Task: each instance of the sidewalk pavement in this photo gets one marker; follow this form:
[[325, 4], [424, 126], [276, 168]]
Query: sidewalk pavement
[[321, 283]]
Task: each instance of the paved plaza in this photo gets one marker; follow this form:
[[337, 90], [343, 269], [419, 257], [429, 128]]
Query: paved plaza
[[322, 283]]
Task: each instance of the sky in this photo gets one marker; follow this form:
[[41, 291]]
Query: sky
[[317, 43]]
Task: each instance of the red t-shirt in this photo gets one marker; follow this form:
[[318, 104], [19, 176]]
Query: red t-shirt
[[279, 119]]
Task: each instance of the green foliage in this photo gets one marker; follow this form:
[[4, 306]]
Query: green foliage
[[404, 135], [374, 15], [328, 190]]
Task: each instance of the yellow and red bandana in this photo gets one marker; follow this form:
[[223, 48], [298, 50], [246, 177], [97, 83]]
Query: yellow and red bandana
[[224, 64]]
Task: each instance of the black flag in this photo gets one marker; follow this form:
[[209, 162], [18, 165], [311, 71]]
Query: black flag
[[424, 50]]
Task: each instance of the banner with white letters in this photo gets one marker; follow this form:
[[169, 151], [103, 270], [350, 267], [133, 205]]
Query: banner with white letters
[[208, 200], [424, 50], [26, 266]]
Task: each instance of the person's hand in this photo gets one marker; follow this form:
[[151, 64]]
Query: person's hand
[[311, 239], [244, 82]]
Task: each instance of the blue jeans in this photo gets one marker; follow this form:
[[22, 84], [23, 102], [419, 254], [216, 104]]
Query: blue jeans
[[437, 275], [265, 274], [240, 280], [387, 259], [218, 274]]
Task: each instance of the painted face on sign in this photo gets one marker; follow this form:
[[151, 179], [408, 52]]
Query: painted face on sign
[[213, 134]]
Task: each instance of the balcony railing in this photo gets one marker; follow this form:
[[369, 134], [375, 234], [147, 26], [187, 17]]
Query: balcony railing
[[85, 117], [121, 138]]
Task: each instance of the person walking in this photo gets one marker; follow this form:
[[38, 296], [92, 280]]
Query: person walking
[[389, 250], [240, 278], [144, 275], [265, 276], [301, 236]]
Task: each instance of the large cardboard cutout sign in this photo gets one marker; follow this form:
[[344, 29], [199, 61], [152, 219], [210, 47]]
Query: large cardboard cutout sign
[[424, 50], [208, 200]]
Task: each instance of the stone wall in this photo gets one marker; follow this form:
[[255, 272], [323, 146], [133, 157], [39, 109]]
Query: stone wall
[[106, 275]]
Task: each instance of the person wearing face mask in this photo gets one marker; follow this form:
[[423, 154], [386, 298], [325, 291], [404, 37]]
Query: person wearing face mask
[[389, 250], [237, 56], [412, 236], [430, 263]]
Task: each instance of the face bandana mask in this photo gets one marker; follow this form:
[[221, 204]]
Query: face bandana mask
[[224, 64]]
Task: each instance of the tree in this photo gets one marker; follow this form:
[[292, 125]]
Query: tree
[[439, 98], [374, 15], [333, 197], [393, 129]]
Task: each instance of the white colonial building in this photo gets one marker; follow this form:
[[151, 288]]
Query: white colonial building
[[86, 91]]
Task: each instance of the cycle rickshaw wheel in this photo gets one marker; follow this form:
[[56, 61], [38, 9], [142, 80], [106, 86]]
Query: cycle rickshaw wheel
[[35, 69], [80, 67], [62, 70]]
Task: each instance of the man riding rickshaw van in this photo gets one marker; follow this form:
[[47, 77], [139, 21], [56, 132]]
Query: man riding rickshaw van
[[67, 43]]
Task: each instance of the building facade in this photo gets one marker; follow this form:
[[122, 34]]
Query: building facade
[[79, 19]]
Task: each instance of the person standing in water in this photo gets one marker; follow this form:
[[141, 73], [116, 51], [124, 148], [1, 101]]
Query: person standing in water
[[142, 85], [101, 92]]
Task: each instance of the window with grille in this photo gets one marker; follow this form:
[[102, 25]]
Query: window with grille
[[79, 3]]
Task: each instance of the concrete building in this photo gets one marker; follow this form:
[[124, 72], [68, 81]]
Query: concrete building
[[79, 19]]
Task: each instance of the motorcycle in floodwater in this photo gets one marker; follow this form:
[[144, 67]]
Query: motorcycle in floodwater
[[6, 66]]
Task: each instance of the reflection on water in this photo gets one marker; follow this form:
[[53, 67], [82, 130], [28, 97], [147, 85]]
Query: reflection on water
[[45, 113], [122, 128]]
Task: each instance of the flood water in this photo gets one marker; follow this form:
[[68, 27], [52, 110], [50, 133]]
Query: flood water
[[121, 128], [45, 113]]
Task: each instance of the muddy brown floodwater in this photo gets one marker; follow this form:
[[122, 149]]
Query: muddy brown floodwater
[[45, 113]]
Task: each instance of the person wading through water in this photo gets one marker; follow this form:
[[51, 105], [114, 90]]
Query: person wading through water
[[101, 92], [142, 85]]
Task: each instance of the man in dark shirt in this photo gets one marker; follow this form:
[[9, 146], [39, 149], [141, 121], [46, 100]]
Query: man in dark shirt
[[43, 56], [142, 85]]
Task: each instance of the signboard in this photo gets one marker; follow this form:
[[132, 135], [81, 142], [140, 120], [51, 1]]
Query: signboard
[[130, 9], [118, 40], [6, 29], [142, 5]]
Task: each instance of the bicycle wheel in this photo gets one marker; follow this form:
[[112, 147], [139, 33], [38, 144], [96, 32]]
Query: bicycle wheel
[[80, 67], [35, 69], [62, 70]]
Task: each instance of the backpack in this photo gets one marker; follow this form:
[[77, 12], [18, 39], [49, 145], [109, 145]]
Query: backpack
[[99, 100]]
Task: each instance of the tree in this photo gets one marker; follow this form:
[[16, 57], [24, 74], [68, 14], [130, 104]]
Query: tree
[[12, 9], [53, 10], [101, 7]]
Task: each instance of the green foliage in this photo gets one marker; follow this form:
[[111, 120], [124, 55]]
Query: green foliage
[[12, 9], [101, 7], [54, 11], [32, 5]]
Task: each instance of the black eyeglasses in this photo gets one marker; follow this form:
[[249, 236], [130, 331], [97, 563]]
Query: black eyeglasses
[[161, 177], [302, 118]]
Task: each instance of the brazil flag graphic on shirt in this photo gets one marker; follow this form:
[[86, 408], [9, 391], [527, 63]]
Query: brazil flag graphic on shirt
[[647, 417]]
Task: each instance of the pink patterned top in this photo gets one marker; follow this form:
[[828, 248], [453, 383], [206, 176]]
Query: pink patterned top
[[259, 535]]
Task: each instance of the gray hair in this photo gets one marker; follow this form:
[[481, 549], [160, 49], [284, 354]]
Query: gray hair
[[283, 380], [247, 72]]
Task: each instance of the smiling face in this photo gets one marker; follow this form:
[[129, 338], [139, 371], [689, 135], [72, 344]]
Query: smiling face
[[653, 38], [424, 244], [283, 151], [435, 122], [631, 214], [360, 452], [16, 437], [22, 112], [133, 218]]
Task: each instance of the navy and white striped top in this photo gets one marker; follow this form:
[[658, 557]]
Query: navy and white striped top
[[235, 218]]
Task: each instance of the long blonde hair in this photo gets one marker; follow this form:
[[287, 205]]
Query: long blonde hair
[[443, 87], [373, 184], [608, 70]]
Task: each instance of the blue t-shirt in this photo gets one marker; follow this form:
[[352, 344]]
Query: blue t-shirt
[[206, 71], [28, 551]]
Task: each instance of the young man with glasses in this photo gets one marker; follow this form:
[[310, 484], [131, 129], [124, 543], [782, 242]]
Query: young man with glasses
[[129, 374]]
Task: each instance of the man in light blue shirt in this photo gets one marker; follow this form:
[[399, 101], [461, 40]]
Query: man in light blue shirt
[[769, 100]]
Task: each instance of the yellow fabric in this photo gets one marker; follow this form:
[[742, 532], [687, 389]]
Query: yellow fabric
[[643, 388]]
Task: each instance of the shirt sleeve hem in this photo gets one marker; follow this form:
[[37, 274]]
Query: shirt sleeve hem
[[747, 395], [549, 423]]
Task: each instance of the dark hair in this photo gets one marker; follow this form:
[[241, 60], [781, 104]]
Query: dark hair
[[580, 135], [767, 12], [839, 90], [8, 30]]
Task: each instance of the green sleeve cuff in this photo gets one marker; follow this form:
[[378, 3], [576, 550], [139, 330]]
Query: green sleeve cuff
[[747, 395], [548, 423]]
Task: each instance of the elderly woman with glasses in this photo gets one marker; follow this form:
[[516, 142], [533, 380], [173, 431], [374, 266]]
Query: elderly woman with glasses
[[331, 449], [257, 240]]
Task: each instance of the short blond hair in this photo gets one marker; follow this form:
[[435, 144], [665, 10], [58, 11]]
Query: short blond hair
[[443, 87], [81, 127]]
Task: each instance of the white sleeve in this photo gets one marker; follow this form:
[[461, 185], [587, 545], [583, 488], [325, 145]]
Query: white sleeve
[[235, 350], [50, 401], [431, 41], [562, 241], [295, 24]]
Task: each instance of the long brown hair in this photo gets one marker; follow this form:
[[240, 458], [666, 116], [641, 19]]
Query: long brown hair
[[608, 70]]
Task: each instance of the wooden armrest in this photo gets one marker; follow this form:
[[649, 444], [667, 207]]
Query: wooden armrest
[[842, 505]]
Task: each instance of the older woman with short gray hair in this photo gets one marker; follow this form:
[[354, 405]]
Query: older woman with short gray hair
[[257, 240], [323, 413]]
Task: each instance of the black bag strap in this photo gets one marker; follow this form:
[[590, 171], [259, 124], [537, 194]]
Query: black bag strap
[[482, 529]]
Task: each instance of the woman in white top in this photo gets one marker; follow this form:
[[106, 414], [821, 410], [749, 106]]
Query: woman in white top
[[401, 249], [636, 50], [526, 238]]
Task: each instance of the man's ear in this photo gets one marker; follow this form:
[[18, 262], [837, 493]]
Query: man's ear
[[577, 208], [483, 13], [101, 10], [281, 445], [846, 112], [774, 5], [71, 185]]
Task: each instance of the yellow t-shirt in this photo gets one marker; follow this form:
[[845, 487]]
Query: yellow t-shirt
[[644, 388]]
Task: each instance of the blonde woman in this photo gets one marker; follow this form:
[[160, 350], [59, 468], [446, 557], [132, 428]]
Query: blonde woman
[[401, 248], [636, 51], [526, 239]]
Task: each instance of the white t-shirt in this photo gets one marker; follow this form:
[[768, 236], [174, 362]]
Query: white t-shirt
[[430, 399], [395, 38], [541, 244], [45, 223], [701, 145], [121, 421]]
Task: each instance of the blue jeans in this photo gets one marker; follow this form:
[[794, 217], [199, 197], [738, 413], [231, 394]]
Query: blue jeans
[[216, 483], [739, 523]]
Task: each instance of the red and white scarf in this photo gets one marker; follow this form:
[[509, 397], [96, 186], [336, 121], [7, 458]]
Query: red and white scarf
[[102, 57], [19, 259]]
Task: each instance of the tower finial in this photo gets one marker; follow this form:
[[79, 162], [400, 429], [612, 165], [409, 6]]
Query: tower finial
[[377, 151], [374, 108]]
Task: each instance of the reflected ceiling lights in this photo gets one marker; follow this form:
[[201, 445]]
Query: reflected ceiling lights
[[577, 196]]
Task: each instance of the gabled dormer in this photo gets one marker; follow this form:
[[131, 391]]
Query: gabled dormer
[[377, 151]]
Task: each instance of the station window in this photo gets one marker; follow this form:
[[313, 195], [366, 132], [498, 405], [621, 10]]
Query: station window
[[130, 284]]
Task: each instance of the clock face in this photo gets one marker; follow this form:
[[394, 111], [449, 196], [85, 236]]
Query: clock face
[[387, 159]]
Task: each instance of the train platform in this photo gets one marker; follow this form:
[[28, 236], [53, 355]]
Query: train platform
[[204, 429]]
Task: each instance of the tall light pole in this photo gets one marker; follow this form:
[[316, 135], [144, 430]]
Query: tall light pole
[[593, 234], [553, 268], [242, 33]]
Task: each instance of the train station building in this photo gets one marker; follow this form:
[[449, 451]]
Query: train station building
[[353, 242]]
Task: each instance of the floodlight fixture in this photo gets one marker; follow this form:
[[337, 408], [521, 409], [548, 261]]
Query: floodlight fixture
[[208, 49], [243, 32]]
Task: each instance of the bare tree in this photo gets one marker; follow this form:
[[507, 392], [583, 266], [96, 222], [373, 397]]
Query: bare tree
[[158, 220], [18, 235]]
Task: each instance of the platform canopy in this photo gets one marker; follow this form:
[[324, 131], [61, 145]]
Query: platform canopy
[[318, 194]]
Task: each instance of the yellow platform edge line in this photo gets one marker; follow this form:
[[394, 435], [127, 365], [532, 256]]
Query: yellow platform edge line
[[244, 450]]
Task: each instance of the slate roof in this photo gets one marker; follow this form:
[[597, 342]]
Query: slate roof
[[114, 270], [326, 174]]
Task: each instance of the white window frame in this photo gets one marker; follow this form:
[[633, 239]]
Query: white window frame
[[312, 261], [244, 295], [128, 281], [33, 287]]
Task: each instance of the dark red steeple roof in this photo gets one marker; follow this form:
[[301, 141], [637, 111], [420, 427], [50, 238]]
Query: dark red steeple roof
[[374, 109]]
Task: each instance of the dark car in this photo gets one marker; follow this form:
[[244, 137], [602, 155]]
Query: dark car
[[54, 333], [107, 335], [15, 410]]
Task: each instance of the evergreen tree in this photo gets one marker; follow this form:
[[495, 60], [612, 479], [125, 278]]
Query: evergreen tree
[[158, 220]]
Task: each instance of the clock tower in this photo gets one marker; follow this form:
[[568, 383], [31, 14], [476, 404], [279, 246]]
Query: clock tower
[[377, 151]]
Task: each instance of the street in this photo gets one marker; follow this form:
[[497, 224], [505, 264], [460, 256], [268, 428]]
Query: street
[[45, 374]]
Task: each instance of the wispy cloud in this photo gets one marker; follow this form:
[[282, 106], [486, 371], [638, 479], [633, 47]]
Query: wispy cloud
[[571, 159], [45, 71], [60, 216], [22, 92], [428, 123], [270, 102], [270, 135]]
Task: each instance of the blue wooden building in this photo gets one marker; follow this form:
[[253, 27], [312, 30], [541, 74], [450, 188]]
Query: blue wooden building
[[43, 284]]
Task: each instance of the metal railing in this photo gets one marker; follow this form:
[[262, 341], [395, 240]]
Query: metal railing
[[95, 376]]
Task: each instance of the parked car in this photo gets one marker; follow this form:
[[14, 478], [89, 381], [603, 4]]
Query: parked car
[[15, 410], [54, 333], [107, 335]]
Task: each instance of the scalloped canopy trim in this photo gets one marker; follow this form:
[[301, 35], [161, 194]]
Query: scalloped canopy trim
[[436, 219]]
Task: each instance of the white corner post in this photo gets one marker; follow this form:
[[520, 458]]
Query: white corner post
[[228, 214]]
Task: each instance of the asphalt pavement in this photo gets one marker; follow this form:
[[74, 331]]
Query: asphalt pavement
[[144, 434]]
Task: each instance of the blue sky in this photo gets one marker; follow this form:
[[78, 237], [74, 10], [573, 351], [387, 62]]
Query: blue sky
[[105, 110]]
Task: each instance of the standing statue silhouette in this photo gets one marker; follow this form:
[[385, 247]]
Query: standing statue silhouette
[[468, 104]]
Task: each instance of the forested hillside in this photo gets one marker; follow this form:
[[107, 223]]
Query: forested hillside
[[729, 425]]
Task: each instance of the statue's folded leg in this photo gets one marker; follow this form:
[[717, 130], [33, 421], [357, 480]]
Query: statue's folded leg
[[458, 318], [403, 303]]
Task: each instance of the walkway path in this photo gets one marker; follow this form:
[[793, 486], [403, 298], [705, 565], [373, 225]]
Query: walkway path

▶ _REQUIRED TASK_
Reproduce the data verbatim from its first line through the line that contains "[[321, 283]]", including that line.

▶ _WRITTEN REPLY_
Task: each instance of the sidewalk pavement in this photo gets one marker; follow this form:
[[325, 4], [424, 126], [276, 168]]
Query: sidewalk pavement
[[321, 283]]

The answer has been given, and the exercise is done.